### Teks hasil ekstraksi
Aku merindukan long black irish, ini kopi paling favorit. Masih ragu pada apa yang bisa kukerjakan dengan cangkir baruku. Aku tak yakin bisa bekerja sama dengannya membuat Irish ku dengan aroma wishky yang membuatku termanjakan. Sudah kutuangkan long black, tinggal beberapa takar syrup irish, “ Dear the new one, I beg you, give me some irish effect.”

8.29.2013

Day 26

I choose to let you go.
Go bring all memmories and pain.
I let you free.
 
 
Selepas kepergian pertama, melepasmu untuk kesekian kali rasanya lebih mudah dan lebih ringan. Bulu-bulu sayapku ber-regenerasi, beberapa yang patah bergantikan helai-helai baru lagi. Ya, aku sedang mengepakkan keduanya. Lahan rindu yang ini sudah tandus, aku tak bisa menghidupinya sendiri. Dewasa berjalan bersama waktu, aku terbang bersama waktu, ke ladang baru yang akan kuhidupi dengan lebih atau bahkan jauh lebih baik lagi dengan seseorang setelahmu. Ya, setelahmu.

### Cuplikan data
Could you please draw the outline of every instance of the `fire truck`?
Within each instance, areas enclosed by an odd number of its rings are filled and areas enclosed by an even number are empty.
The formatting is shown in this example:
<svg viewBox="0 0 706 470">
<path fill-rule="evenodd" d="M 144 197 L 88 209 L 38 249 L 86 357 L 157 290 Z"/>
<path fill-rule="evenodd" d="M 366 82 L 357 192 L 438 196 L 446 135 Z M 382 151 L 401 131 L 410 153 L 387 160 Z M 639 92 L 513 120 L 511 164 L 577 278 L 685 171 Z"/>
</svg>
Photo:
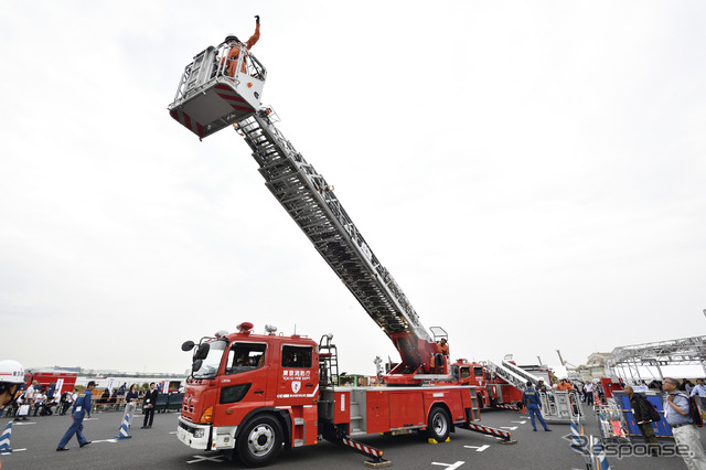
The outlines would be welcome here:
<svg viewBox="0 0 706 470">
<path fill-rule="evenodd" d="M 24 373 L 24 384 L 29 387 L 36 381 L 42 388 L 54 387 L 54 395 L 58 397 L 62 392 L 73 392 L 77 377 L 75 372 L 28 370 Z"/>
<path fill-rule="evenodd" d="M 389 464 L 383 452 L 355 441 L 371 434 L 420 432 L 446 441 L 458 428 L 514 442 L 511 434 L 480 425 L 474 387 L 451 380 L 448 357 L 438 353 L 446 338 L 439 327 L 420 323 L 392 275 L 381 264 L 335 196 L 333 186 L 275 127 L 276 115 L 260 95 L 267 72 L 242 49 L 235 76 L 222 57 L 228 45 L 210 46 L 190 63 L 170 115 L 199 138 L 233 126 L 250 147 L 266 186 L 311 241 L 373 321 L 387 334 L 400 361 L 385 386 L 336 386 L 339 359 L 332 335 L 315 341 L 277 334 L 250 322 L 195 343 L 178 437 L 194 449 L 223 450 L 247 466 L 271 462 L 282 449 L 325 439 Z M 231 67 L 233 71 L 233 68 Z"/>
</svg>

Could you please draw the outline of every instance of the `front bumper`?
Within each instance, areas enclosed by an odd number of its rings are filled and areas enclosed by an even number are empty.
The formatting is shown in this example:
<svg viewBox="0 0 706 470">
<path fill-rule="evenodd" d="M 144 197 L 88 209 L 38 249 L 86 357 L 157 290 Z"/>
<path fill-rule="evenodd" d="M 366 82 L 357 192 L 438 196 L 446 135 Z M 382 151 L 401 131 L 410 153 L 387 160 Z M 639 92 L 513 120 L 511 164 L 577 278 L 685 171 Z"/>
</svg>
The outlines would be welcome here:
<svg viewBox="0 0 706 470">
<path fill-rule="evenodd" d="M 179 417 L 176 437 L 192 449 L 211 450 L 211 425 L 196 425 Z"/>
<path fill-rule="evenodd" d="M 235 448 L 236 430 L 237 426 L 196 425 L 180 416 L 176 437 L 192 449 L 225 450 Z"/>
</svg>

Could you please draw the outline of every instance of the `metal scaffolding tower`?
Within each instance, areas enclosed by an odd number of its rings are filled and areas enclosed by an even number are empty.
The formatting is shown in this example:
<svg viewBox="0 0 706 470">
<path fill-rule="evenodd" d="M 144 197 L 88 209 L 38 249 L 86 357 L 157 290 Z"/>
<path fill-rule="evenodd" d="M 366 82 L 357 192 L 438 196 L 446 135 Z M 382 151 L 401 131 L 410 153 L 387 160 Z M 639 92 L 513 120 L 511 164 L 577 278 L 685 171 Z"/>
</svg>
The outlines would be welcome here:
<svg viewBox="0 0 706 470">
<path fill-rule="evenodd" d="M 642 380 L 640 367 L 651 374 L 651 367 L 655 367 L 660 380 L 664 378 L 662 367 L 667 365 L 700 365 L 706 374 L 706 337 L 616 348 L 607 365 L 613 374 L 625 378 L 630 376 L 633 381 Z"/>
</svg>

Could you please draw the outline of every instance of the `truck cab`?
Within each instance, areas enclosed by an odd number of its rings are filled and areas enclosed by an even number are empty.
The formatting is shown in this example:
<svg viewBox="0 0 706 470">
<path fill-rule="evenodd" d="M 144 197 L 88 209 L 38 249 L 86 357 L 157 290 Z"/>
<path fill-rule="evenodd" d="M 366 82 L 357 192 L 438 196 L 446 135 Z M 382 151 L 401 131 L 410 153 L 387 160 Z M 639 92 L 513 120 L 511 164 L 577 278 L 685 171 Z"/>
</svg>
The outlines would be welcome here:
<svg viewBox="0 0 706 470">
<path fill-rule="evenodd" d="M 195 350 L 178 437 L 191 448 L 233 449 L 260 464 L 282 446 L 315 444 L 319 356 L 308 338 L 252 330 L 240 323 L 236 333 L 182 345 Z"/>
</svg>

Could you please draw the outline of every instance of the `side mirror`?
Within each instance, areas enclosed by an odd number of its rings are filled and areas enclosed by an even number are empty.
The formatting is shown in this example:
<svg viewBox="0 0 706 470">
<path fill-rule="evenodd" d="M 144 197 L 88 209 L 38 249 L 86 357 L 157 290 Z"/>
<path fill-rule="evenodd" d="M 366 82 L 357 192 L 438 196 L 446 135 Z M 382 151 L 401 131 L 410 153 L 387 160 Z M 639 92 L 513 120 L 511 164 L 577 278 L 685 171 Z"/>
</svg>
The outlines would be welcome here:
<svg viewBox="0 0 706 470">
<path fill-rule="evenodd" d="M 199 349 L 196 350 L 195 354 L 194 354 L 194 360 L 197 359 L 206 359 L 206 356 L 208 355 L 208 351 L 211 350 L 211 344 L 208 343 L 203 343 L 199 346 Z"/>
<path fill-rule="evenodd" d="M 197 359 L 197 360 L 195 360 L 195 361 L 194 361 L 194 363 L 193 363 L 193 364 L 192 364 L 192 366 L 191 366 L 191 371 L 192 371 L 192 373 L 193 373 L 194 371 L 200 370 L 202 364 L 203 364 L 203 359 Z"/>
</svg>

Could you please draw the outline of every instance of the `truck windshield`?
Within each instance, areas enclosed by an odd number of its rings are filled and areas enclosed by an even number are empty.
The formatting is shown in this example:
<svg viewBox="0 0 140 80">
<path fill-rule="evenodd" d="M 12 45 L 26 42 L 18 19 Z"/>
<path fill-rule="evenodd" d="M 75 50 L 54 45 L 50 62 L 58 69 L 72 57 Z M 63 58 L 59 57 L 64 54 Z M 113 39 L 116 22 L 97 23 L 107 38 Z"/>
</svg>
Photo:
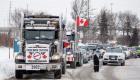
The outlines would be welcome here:
<svg viewBox="0 0 140 80">
<path fill-rule="evenodd" d="M 52 40 L 54 38 L 55 38 L 55 31 L 44 31 L 44 30 L 25 31 L 26 40 Z"/>
</svg>

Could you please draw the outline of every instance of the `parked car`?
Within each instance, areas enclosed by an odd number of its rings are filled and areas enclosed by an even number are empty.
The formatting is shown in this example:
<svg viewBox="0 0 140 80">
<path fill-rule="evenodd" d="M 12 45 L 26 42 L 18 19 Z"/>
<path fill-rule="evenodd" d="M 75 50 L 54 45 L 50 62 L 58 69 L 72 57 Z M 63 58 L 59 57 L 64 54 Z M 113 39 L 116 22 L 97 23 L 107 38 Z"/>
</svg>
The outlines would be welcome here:
<svg viewBox="0 0 140 80">
<path fill-rule="evenodd" d="M 80 52 L 83 54 L 83 63 L 88 63 L 88 55 L 86 49 L 80 49 Z"/>
<path fill-rule="evenodd" d="M 123 50 L 123 53 L 125 54 L 125 59 L 129 59 L 131 54 L 129 48 L 126 46 L 122 46 L 121 48 Z"/>
<path fill-rule="evenodd" d="M 103 56 L 103 65 L 108 63 L 117 63 L 121 66 L 125 65 L 125 54 L 120 47 L 111 47 L 106 49 L 106 53 Z"/>
<path fill-rule="evenodd" d="M 89 60 L 92 59 L 94 51 L 96 51 L 98 44 L 97 43 L 90 43 L 87 44 L 87 54 L 89 56 Z"/>
<path fill-rule="evenodd" d="M 136 47 L 135 53 L 138 57 L 140 57 L 140 47 Z"/>
</svg>

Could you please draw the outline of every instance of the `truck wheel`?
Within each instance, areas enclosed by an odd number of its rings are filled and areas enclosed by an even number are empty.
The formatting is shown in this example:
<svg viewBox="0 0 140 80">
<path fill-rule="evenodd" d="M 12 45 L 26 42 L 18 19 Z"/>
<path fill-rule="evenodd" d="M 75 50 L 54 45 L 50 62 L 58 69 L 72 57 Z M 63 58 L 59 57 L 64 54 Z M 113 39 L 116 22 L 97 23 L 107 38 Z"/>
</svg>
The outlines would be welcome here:
<svg viewBox="0 0 140 80">
<path fill-rule="evenodd" d="M 17 79 L 22 79 L 23 78 L 23 72 L 21 70 L 16 70 L 15 71 L 15 77 Z"/>
<path fill-rule="evenodd" d="M 54 73 L 55 79 L 61 79 L 61 76 L 62 76 L 62 71 L 61 70 L 55 71 L 55 73 Z"/>
<path fill-rule="evenodd" d="M 121 63 L 121 66 L 125 66 L 125 62 Z"/>
<path fill-rule="evenodd" d="M 76 68 L 76 63 L 75 63 L 75 62 L 72 62 L 72 63 L 70 64 L 70 67 L 75 69 L 75 68 Z"/>
<path fill-rule="evenodd" d="M 62 67 L 62 74 L 65 74 L 65 73 L 66 73 L 66 65 L 64 64 Z"/>
<path fill-rule="evenodd" d="M 107 63 L 103 62 L 103 65 L 107 65 Z"/>
</svg>

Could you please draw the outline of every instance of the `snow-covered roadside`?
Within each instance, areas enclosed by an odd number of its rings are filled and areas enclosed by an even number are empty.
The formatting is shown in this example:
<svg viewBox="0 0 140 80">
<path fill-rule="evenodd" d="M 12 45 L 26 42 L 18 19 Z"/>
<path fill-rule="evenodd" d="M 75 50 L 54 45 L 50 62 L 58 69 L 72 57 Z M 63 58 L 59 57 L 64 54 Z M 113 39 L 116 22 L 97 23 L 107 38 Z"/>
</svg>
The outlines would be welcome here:
<svg viewBox="0 0 140 80">
<path fill-rule="evenodd" d="M 14 76 L 14 56 L 12 48 L 9 58 L 9 48 L 0 47 L 0 80 Z"/>
</svg>

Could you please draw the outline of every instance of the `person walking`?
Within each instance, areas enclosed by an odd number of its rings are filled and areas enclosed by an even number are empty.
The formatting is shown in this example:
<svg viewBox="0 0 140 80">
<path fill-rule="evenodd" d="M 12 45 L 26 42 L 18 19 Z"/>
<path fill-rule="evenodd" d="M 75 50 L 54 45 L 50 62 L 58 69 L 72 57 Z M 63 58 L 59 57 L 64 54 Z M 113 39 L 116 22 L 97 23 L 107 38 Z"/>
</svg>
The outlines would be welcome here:
<svg viewBox="0 0 140 80">
<path fill-rule="evenodd" d="M 99 57 L 97 56 L 97 54 L 94 54 L 93 62 L 94 62 L 94 72 L 99 72 Z"/>
</svg>

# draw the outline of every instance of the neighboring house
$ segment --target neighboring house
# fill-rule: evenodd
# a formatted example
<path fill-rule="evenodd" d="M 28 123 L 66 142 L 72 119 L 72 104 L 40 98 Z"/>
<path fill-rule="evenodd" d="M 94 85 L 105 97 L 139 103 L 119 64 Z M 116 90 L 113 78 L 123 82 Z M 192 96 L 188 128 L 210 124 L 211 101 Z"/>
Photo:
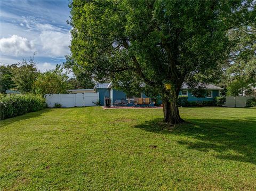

### Tugas Anda
1. Kopi apa yang disebut sebagai kopi paling favorit dalam teks?
2. Salin dari teks bagian yang dimulai dengan "Go bring all" dan berlanjut sampai "setelahmu. Ya, setelahmu.", tanpa mengubah apa pun.
Jawab hanya berdasarkan teks, tanpa memakai data.

### Jawaban tiap tugas
1. Long black irish.

2.
Go bring all memmories and pain.
I let you free.
 
 
Selepas kepergian pertama, melepasmu untuk kesekian kali rasanya lebih mudah dan lebih ringan. Bulu-bulu sayapku ber-regenerasi, beberapa yang patah bergantikan helai-helai baru lagi. Ya, aku sedang mengepakkan keduanya. Lahan rindu yang ini sudah tandus, aku tak bisa menghidupinya sendiri. Dewasa berjalan bersama waktu, aku terbang bersama waktu, ke ladang baru yang akan kuhidupi dengan lebih atau bahkan jauh lebih baik lagi dengan seseorang setelahmu. Ya, setelahmu.